**Data for the task:**
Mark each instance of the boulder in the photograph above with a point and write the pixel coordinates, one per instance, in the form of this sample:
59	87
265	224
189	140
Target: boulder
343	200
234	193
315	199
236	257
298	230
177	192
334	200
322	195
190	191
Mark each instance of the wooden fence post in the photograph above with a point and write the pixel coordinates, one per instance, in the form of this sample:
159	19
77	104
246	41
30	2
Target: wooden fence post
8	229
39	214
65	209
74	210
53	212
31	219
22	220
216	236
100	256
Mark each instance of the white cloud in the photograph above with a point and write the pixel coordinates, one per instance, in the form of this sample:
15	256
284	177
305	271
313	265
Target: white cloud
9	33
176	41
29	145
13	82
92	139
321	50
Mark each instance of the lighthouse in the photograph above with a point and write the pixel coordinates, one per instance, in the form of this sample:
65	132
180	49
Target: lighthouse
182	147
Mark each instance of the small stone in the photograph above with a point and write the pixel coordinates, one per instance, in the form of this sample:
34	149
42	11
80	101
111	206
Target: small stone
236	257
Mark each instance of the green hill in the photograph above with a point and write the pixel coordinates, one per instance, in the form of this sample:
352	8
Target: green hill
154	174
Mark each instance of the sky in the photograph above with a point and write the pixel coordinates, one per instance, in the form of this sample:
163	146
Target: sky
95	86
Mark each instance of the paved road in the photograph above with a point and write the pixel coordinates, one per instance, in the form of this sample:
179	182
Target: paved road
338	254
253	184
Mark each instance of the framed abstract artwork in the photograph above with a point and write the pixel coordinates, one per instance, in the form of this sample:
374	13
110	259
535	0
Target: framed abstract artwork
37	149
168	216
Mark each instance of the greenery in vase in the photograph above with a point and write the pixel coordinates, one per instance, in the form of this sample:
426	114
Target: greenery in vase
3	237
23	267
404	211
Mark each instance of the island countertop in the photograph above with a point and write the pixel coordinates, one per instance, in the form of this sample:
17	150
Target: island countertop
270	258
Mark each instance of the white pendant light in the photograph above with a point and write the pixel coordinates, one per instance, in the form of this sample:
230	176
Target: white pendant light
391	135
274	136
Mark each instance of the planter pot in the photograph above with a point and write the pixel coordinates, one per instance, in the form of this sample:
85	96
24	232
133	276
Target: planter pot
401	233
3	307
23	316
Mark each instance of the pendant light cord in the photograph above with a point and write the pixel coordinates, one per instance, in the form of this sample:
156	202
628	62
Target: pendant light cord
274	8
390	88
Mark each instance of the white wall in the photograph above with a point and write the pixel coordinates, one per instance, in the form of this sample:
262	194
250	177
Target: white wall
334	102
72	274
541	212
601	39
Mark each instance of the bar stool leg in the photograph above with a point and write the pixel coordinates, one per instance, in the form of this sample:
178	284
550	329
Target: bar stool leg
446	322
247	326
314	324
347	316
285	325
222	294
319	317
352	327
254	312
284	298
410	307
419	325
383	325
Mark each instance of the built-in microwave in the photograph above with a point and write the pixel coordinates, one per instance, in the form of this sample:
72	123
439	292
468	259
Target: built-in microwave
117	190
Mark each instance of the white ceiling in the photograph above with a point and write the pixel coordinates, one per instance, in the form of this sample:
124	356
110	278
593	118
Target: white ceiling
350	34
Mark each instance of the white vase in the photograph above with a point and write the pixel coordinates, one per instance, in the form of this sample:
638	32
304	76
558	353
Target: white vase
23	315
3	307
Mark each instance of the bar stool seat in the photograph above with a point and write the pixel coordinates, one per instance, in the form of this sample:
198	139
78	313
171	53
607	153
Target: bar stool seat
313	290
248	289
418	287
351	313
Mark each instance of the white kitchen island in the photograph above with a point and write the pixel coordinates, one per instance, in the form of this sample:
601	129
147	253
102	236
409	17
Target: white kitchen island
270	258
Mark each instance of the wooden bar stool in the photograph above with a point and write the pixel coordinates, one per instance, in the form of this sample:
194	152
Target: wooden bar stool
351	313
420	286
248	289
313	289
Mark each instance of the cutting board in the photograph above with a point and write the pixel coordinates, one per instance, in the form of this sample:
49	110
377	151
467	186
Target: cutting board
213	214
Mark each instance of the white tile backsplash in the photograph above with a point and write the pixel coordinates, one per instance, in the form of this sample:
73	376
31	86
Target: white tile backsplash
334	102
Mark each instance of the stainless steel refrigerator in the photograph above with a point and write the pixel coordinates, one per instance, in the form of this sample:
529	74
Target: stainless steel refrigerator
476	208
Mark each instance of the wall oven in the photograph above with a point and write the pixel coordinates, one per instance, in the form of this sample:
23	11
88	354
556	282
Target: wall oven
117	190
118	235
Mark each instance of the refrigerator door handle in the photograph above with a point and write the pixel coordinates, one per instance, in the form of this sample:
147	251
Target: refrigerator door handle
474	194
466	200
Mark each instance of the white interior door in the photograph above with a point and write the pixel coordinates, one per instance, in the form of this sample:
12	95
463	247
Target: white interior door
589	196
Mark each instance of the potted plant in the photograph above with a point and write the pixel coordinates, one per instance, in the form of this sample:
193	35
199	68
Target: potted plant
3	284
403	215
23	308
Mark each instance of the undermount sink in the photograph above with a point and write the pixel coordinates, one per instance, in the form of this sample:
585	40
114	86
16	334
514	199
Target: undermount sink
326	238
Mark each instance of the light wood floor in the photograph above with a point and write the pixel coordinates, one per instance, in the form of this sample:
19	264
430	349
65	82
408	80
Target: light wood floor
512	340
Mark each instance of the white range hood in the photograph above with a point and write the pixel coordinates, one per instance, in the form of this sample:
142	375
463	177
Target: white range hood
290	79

**What is being asked:** Would you write out all of the data exactly as given?

**Solution for this exercise:**
Mark each instance of the boulder in the photograph above with a point and write the pixel coordinates, one per instance, in the form of this sample:
59	87
265	224
189	140
Target: boulder
343	200
234	193
315	199
236	257
298	230
177	192
334	200
322	195
190	191
Mark each instance of the wooden fence post in the photograph above with a point and write the pixel coordinates, one per instance, in the form of this sample:
159	19
77	104
246	41
30	2
Target: wooden fence post
8	229
39	214
65	209
74	210
53	212
31	219
22	220
216	236
100	256
Mark each instance of the white cloud in the photograph above with a point and write the pixel coordinates, one per instance, in the form of this sample:
15	256
284	177
305	271
313	265
Target: white cloud
9	33
176	41
29	145
13	82
92	139
321	50
Mark each instance of the lighthouse in the photograph above with a point and write the pixel coordinates, one per instance, in the form of this sample:
65	132
180	49
Target: lighthouse
182	147
Mark each instance of the small stone in the photograph above with a point and write the pixel coordinates, one per instance, in the form of this sample:
34	149
42	11
80	101
111	206
Target: small stone
236	257
Mark each instance of the green hill in the photograph above with a point and write the pixel coordinates, one per instance, in the form of this sample:
352	8
Target: green hill
154	174
Mark each instance of the sky in the photograph above with a point and write the pixel coordinates, one per instance, in the form of this sample:
163	146
Target: sky
95	86
Mark each instance of the paved road in the photograph above with a point and write the pixel coordinates, one per instance, in the form of this sample:
179	182
Target: paved road
338	254
253	184
Mark each instance of the framed abstract artwork in the photograph above with a point and write the pixel coordinates, one per instance, in the form of this sample:
374	13
110	259
535	0
Target: framed abstract artwork
37	149
168	216
Mark each instance of the greenery in vase in the photograph above with a point and write the pixel coordinates, one per instance, in the form of this sample:
426	114
Target: greenery in vase
3	237
23	267
404	211
Mark each instance of the island countertop in the photograph above with a point and write the pixel coordinates, one per instance, in the form of this sample:
17	150
Target: island countertop
270	258
Mark each instance of the white pendant light in the photograph above with a point and write the pixel coordinates, one per instance, in the form of this sample:
230	176
Target: white pendant light
391	135
274	136
Mark each instance of the planter pot in the photograph above with a point and write the pixel coordinates, one per instance, in the form of this sample:
85	96
24	232
133	276
Target: planter pot
401	233
3	307
23	316
Mark each instance of the pendant light cord in the photograph above with a point and write the pixel coordinates, one per instance, in the form of this sample:
156	202
628	62
Target: pendant light cord
274	8
390	88
Mark each instance of the white wall in the photograph above with a point and write the pixel coordinates, one per instance, in the form of this sample:
262	194
250	177
Target: white wall
334	102
72	274
541	212
601	39
Mark each instance of the bar stool leg in the photograph above with a point and write the pixel coordinates, one per instance, in the form of this sample:
178	284
550	329
Target: bar stool leg
446	322
247	326
314	324
347	316
285	325
222	294
319	317
352	327
254	312
284	298
410	307
419	325
383	325
Mark each instance of the built-in microwave in the photograph above with a point and write the pixel coordinates, one per instance, in the form of this sample:
72	123
439	292
468	259
Target: built-in microwave
117	190
Mark each instance of the white ceiling in the photograph above with a point and write the pixel coordinates, one per instance, in the form of this sample:
124	356
110	278
593	118
Target: white ceiling
350	34
Mark each instance of the white vase in the photograph above with a point and write the pixel coordinates, one per instance, in the form of this sample:
638	32
304	76
558	353
Target: white vase
23	315
3	307
Mark each instance of the bar stool seat in the photograph above with a point and write the pixel coordinates, one per instance, in the form of this sample:
198	139
78	313
171	53
607	153
Target: bar stool seat
313	290
248	289
418	287
351	313
Mark each instance of the white kitchen island in the photograph above with a point and write the pixel coordinates, one per instance, in the form of this sample:
601	129
147	253
102	236
409	17
Target: white kitchen island
270	258
Mark each instance of the wooden bar stool in the photograph above with a point and write the pixel coordinates, one per instance, in the form of this sample:
194	152
Target: wooden bar stool
351	313
420	286
248	289
313	289
Mark each instance of the cutting board in the photograph above with a point and write the pixel coordinates, one per instance, in the form of this sample:
49	110
377	151
467	186
Target: cutting board
213	214
Mark each instance of the white tile backsplash in the photograph above with a point and write the pixel coordinates, one per instance, in the form of this sample:
73	376
31	86
Target: white tile backsplash
334	102
Mark each instance of the stainless steel refrigerator in the photograph above with a point and write the pixel coordinates, one per instance, in the form of this sample:
529	74
Target: stainless steel refrigerator
476	208
Mark each instance of the wall oven in the photograph above with a point and write the pixel coordinates, one per instance, in the form of this sample:
23	11
88	354
556	282
Target: wall oven
117	190
118	235
Mark each instance of the refrigerator door handle in the photograph above with a point and write the pixel coordinates, one per instance, in the form of this sample:
147	251
Target: refrigerator door handle
474	194
466	200
Mark each instance of the white interior door in the photograph above with a point and write the pixel coordinates, one per instance, in the form of this sample:
12	95
463	247
Target: white interior door
589	196
Mark each instance of the potted plant in the photograph above with a point and write the pixel coordinates, one per instance, in the form of this sample:
193	35
199	68
Target: potted plant
3	284
403	215
23	308
Mark each instance of the undermount sink in the photograph above with a point and write the pixel coordinates, one per instance, in the form of this sample:
585	40
114	86
16	334
514	199
Target: undermount sink
326	238
Mark each instance of the light wood floor in the photograph above with a point and write the pixel coordinates, one per instance, in the form of this sample:
19	264
430	349
65	82
408	80
Target: light wood floor
512	340
Mark each instance of the white range hood in the photograph above with a point and write the pixel coordinates, one per instance, in the form of this sample:
142	375
463	177
Target: white range hood
290	79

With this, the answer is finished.